### Supplied records ###

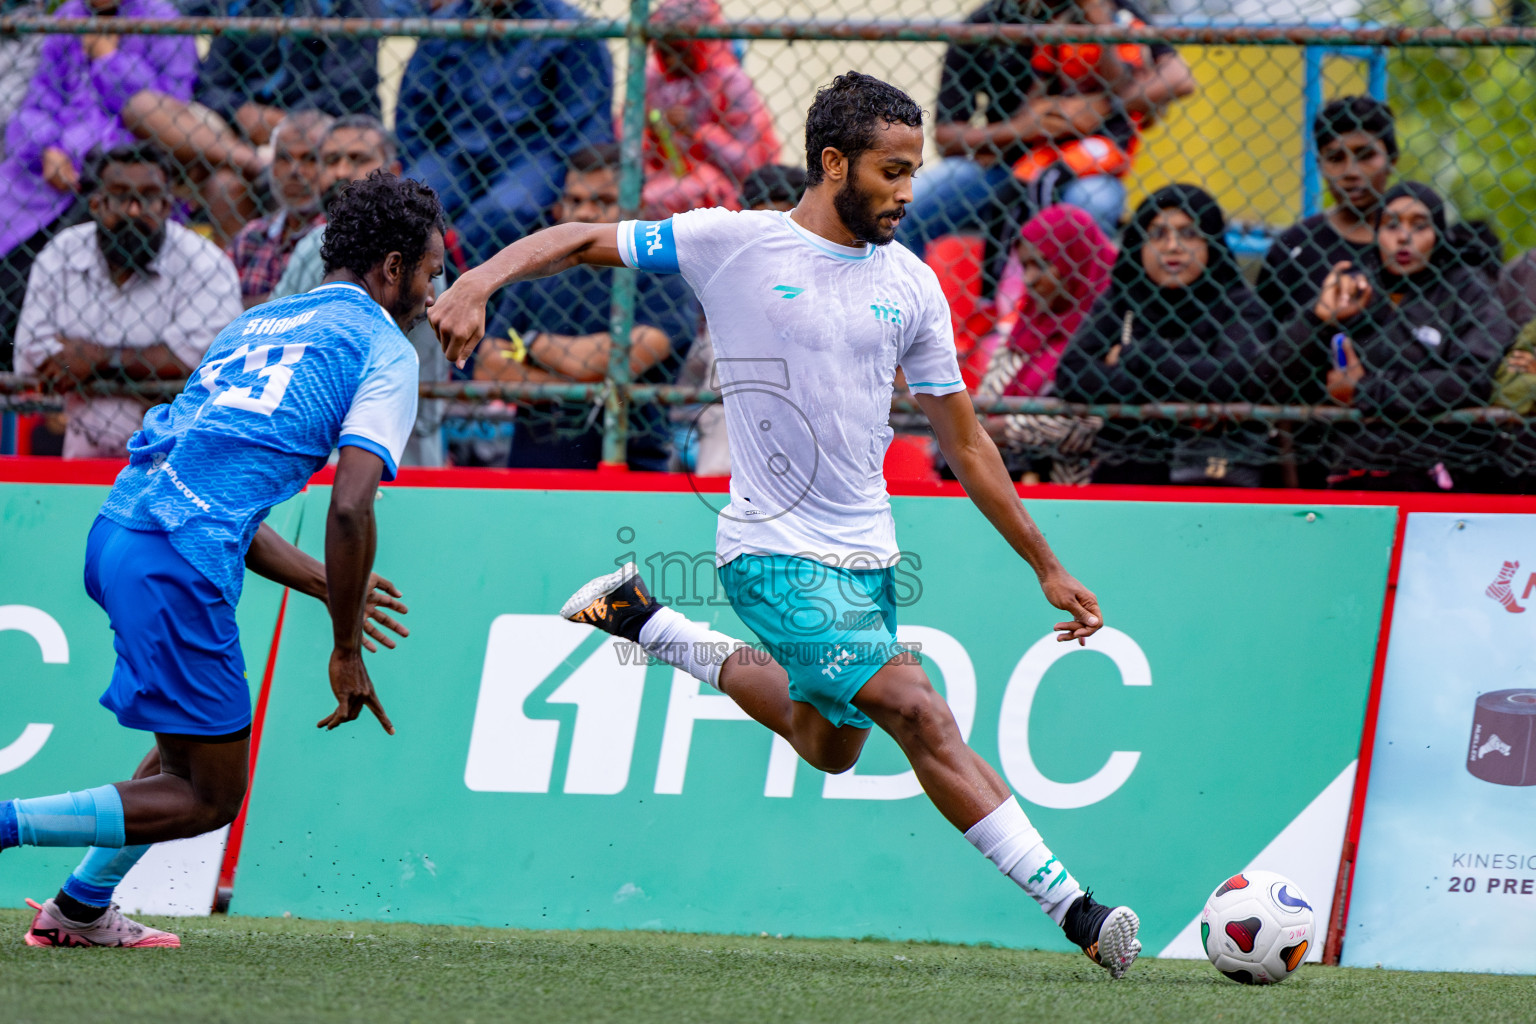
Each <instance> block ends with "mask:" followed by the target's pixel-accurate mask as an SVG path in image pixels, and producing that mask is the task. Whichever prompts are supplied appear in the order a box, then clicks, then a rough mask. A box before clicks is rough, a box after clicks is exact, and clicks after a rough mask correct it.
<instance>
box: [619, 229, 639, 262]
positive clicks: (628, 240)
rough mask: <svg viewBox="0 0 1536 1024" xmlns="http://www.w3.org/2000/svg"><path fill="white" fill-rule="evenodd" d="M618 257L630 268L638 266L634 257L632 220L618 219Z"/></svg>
mask: <svg viewBox="0 0 1536 1024" xmlns="http://www.w3.org/2000/svg"><path fill="white" fill-rule="evenodd" d="M619 259H622V261H624V266H625V267H630V269H631V270H634V269H636V267H637V266H639V264H637V263H636V259H634V221H619Z"/></svg>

###

Swap "rough mask" for "coarse mask" wherever it occurs in the rows above, and reproduce the rows otherwise unchanged, leaving the pictures out.

Each <instance> block ends with "mask:" followed by the target's pixel-accurate mask as an SVG path in image pixels, and producing that mask is the task. Whichever prompts are supplied appear in the order a box, then clicks, then a coarse mask. A box before clicks is rough, a box after clicks is exact, and clicks after a coarse mask correct it.
<instance>
box: [619, 229, 639, 262]
positive clicks: (628, 240)
coarse mask: <svg viewBox="0 0 1536 1024" xmlns="http://www.w3.org/2000/svg"><path fill="white" fill-rule="evenodd" d="M618 257L630 268L638 266L634 257L632 220L618 219Z"/></svg>
mask: <svg viewBox="0 0 1536 1024" xmlns="http://www.w3.org/2000/svg"><path fill="white" fill-rule="evenodd" d="M619 259H622V261H624V266H625V267H630V269H631V270H634V269H636V267H637V266H639V264H637V263H636V259H634V221H619Z"/></svg>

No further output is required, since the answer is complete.